----- Material shown
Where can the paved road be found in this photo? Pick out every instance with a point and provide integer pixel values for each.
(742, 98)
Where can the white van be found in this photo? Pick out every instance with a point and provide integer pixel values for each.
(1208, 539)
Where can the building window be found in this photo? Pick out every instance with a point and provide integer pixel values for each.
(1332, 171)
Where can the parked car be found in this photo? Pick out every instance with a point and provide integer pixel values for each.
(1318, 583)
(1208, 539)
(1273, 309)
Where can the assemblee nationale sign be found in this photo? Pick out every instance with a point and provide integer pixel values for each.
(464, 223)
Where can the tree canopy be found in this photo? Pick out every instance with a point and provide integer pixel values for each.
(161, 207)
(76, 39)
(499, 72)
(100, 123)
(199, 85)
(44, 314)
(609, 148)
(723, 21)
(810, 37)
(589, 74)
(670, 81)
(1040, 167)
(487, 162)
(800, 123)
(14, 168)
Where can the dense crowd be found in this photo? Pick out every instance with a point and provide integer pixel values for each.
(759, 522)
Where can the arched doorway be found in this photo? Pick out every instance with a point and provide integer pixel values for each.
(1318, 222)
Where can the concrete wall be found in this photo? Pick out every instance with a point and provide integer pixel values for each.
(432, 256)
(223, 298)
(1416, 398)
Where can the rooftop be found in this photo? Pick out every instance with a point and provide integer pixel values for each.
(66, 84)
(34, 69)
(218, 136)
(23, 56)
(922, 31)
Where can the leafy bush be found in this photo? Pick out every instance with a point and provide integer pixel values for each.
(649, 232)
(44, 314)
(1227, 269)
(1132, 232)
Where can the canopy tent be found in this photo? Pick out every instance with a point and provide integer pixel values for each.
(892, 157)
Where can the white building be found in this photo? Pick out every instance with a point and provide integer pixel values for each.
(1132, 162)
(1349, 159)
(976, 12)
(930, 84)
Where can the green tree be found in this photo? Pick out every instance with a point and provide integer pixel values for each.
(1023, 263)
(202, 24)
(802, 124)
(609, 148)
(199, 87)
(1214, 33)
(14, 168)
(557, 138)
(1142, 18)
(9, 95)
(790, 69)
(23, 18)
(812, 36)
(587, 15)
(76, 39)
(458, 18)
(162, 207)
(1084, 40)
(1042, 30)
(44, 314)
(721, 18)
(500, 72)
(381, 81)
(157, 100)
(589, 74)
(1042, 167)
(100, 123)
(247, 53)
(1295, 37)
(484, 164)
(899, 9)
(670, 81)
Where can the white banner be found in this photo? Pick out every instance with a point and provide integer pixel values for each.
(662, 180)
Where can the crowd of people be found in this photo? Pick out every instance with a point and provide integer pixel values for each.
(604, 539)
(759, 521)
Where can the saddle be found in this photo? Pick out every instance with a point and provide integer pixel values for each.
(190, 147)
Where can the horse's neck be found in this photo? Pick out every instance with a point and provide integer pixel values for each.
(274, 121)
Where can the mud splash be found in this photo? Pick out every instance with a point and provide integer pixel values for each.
----------
** Exercise details **
Reproduce every line above without error.

** Solution to the problem **
Where can the paved road be found in this photo? Pick out every instance with a point and provide integer pixel values for each.
(742, 98)
Where can the white van be found in this photo? Pick out every instance with a point and provide integer pixel values for each.
(1208, 539)
Where can the building window be found in this photo? Pick out every instance with a point and provide integer pixel values for each.
(1332, 171)
Where can the parked car be found in this photo? Pick out every instance with a point and provide integer pixel values for each.
(1318, 583)
(1208, 539)
(1273, 309)
Where can the assemblee nationale sign be found in this photo? Pick out every instance with a point and provide integer pixel values for each.
(464, 223)
Where can the tree canopy be found in this photo? Pick out every instance with a point and provide integer pixel values for each.
(161, 207)
(76, 39)
(499, 72)
(100, 123)
(199, 85)
(44, 314)
(609, 148)
(723, 21)
(810, 37)
(589, 74)
(670, 81)
(1040, 167)
(487, 162)
(800, 123)
(14, 168)
Where can the dense crowd be found in this photo? Pick out every instance with a point and provide integer pixel values for each.
(759, 522)
Where can the arched doorway be found in this photo? Pick out every instance with a point and provide integer pixel values for each.
(1318, 222)
Where can the concrete wall be found in this photo? Pick out every instance with a point and provide integer pixel values for each.
(432, 256)
(223, 298)
(1416, 398)
Where can the rooftop be found in this photo? Pick out every instance with a point and provide integer pixel values for each.
(66, 84)
(34, 69)
(218, 136)
(23, 56)
(922, 31)
Where can the leafy bush be found in this photo? Pick out every instance with a point and provide integer pixel values for each.
(649, 232)
(44, 314)
(1227, 269)
(1132, 232)
Where can the canopy tent be found in this photo? Pick out every instance with a point and provide integer pixel values for each.
(892, 157)
Where can the white building be found in this photo? Pick out every instance with a point and provide integer pixel values for each.
(1132, 162)
(1349, 159)
(976, 12)
(930, 84)
Where can the green tree be found in this photo? Pick out every instance with a point and provide integer pixel values for each.
(1023, 263)
(202, 24)
(802, 124)
(609, 148)
(199, 87)
(1214, 33)
(14, 168)
(557, 138)
(1142, 18)
(9, 95)
(790, 69)
(23, 18)
(812, 36)
(587, 15)
(76, 39)
(458, 18)
(162, 207)
(1084, 40)
(1042, 30)
(44, 314)
(721, 18)
(500, 72)
(381, 81)
(157, 100)
(589, 74)
(1042, 167)
(100, 123)
(247, 53)
(1295, 37)
(484, 164)
(899, 9)
(670, 81)
Where can the white banner be found in this photo? Pick out every instance with a point and provide integer pixel values for each.
(662, 180)
Where can the crowd of people be found in this photo? Pick out every instance with a point and provide integer pixel values for each.
(604, 539)
(759, 521)
Where can the saddle be found in this photo? Pick out every instance with a point and provide integer pixel values for each.
(190, 147)
Where can the horse's neck be found in this photo? Pick out every instance with a point and provide integer pixel values for each.
(274, 121)
Where can the mud splash be found in this photo? Pick out every instance with a point and provide integer pixel values for each.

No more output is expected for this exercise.